== Complete the following ==
**1.** Reproduce word for word the passage from the forum thread on quoting recipes from books, starting at "## GLC (Sep" and ending at "is just courtesy.".
**2.** In the forum thread on quoting recipes from books, condense the paragraph beginning "Write the recipe in your own words" into a short bulleted list that keeps its main points.
**3.** Extend the forum thread on quoting recipes from books, picking up right after its final post.

== Excerpted text ==
==============================
# Quoting Recipes from books



## giggler (Sep 29, 2012)

I would like to share a recipe from a book..

Though I make the Recipe just a bit differently..

I feel I should give Absolute Credit to the Author, ( the book may be out of print, but still for sale on Amazon)..

How does one handle this without Stepping on Toes?

Eric, Austin Tx.


----------



## bakechef (Sep 29, 2012)

Write the recipe in your own words, along with your changes and you should be fine.  I feel that it is good form to add "inspired by" if the recipe is from a blog, website or book.  From what others have said here, you cannot copy write a list of ingredients, so if the instructions are in your own words, you should be safe.


----------



## CWS4322 (Sep 29, 2012)

Review:

http://www.discusscooking.com/forums/misc.php?do=sknetwork&page=rules

for the rules re: the forum and posting recipes from sources that are copyrighted.


----------



## GLC (Sep 29, 2012)

I would just say something like, "So-and-so, in her book Cooking to Kill, gives a recipe something like this one.  But I have changed things a little by...."   Then just write it up in your own terms, without following the original text. 

Copyright issues like this are not hard to understand when you consider that it's copyright, not patent, so what's protected is the actual literal text or graphic, not the formula. Don't copy the author's text, and you're not afoul of copyright. 

Crediting the formula, the ingredients and steps (not using the same words) to the original author is just courtesy.


----------



## CWS4322 (Sep 29, 2012)

Patents are expensive to maintain. However, copyright violation does carry a hefty financial penalty (in Canada, it is $50K and possibly 2 years in jail). I won't go into how I feel about "to the original author is just a courtesy." "Not using the same words" is a form of plagiarism Plagerism legal definition of Plagerism. Plagerism synonyms by the Free Online Law Dictionary. and should not be encouraged, IMO.
==============================
Dataset rows on where objects appear:
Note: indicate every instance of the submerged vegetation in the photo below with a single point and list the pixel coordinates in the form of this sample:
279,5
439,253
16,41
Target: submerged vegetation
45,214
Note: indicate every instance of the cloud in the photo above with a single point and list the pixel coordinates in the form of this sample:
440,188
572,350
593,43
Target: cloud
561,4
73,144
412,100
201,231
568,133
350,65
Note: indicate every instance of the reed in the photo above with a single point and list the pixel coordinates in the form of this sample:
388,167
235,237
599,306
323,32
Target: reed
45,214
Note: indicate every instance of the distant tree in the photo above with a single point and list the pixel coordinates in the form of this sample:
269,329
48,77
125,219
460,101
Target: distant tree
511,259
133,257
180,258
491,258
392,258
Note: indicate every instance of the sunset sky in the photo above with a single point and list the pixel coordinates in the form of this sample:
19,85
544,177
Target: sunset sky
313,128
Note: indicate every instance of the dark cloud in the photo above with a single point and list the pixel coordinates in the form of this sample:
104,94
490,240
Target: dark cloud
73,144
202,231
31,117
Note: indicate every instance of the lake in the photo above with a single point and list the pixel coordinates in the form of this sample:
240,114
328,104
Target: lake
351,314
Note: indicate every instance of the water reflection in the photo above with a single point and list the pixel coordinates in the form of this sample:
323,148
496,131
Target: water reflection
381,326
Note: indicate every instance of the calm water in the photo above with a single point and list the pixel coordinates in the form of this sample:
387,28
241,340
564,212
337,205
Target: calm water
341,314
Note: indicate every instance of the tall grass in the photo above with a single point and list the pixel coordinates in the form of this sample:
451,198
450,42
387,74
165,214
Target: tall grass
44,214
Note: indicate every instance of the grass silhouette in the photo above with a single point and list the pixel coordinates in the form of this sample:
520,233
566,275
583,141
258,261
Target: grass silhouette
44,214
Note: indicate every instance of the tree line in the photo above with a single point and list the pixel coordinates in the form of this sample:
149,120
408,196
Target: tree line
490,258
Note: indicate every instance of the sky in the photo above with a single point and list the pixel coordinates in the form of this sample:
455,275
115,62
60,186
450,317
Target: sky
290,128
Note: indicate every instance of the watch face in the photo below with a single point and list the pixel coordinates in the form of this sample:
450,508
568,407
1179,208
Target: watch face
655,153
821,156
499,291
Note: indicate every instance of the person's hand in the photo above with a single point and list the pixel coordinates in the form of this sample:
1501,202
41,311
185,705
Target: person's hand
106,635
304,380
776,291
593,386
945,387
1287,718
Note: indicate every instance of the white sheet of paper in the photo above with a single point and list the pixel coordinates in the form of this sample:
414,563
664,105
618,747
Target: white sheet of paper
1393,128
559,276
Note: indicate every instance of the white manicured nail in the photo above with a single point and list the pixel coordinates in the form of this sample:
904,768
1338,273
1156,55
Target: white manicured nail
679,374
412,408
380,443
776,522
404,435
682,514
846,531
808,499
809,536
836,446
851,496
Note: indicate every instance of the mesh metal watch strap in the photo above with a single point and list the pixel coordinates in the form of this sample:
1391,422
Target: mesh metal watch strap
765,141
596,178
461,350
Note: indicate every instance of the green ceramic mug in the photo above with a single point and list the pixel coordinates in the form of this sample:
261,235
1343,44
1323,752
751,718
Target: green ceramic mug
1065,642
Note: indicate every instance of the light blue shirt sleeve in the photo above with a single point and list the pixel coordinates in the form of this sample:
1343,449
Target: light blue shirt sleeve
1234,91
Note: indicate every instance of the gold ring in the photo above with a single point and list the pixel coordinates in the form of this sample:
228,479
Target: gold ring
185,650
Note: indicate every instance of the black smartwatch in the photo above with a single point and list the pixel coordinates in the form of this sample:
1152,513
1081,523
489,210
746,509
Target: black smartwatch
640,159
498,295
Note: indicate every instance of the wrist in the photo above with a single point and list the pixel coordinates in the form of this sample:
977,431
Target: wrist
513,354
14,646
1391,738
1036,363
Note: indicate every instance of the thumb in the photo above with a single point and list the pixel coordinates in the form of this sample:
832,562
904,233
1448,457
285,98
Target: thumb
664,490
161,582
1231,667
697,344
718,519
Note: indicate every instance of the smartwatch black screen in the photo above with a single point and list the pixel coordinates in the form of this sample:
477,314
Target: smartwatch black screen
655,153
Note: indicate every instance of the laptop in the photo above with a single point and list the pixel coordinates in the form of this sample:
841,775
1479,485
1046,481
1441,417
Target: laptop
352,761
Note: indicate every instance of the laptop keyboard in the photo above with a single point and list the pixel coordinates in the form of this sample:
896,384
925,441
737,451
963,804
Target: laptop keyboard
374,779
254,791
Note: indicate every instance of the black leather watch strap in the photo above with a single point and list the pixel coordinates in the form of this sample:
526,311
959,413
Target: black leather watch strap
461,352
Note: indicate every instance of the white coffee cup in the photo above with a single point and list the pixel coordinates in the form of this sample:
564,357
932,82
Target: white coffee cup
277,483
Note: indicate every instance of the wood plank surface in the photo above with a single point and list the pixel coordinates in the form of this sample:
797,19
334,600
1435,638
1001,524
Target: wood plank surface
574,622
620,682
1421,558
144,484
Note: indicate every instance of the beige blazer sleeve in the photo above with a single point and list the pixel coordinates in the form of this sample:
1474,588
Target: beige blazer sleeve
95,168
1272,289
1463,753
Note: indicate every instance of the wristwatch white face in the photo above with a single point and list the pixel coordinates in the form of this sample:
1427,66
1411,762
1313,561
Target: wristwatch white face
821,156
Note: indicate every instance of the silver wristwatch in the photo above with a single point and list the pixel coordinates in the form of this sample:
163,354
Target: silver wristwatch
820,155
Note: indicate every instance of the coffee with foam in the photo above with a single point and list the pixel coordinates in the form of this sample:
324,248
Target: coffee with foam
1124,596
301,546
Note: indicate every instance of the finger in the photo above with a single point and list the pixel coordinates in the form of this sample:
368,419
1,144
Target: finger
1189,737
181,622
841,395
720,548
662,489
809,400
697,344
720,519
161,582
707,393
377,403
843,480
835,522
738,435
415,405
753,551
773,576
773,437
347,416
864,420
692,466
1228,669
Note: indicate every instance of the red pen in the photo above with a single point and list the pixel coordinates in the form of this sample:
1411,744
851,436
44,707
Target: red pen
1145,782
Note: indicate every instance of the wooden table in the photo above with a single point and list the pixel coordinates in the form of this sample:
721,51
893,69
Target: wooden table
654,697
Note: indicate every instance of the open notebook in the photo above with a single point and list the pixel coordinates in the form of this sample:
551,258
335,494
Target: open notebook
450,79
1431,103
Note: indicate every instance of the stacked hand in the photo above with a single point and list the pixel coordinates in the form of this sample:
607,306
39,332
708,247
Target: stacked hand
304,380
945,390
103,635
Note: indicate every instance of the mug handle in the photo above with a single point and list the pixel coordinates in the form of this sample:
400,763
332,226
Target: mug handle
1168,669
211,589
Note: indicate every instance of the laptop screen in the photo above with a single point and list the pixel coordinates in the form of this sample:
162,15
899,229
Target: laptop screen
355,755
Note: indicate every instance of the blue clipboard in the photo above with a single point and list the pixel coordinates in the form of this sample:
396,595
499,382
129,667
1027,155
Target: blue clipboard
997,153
==============================
== Responses by task ==
**1.**
## GLC (Sep 29, 2012)

I would just say something like, "So-and-so, in her book Cooking to Kill, gives a recipe something like this one.  But I have changed things a little by...."   Then just write it up in your own terms, without following the original text. 

Copyright issues like this are not hard to understand when you consider that it's copyright, not patent, so what's protected is the actual literal text or graphic, not the formula. Don't copy the author's text, and you're not afoul of copyright. 

Crediting the formula, the ingredients and steps (not using the same words) to the original author is just courtesy.

**2.**
- Write the recipe in your own words, including your changes.
- Adding "inspired by" is good form when the recipe comes from a blog, website or book.
- Others on the forum have said a list of ingredients cannot be copyrighted.
- With the instructions in your own words, you should be safe.

**3.**
----------



## PrincessFiona60 (Sep 29, 2012)

CWS4322 said:


> Review:
> 
> http://www.discusscooking.com/forums/misc.php?do=sknetwork&page=rules
> 
> for the rules re: the forum and posting recipes from sources that are copyrighted.



CWS is exactly right.  The link goes directly to the Community Rules on posting standards, including the posting of Copyright material.

Thanks, CWS!


----------



## CraigC (Sep 30, 2012)

See if you can find the recipe from the book online and just provide a link.


----------



## Greg Who Cooks (Oct 1, 2012)

There is no joy in cutting and pasting a recipe from a book. All that does is help distribute a copyrighted work bypassing payment to the author and publisher. Instead, do what I do.

As stated above, (1) a list of ingredients cannot be copyrighted. (2) The copyrighted work is the text describing the recipe's method.

So go cook the recipe several times, then put away the book and cook the recipe again and write down what you did. Post that, along with the original list of ingredients. (Or change them. By the time you've cooked it several times you'll probably want to change something.)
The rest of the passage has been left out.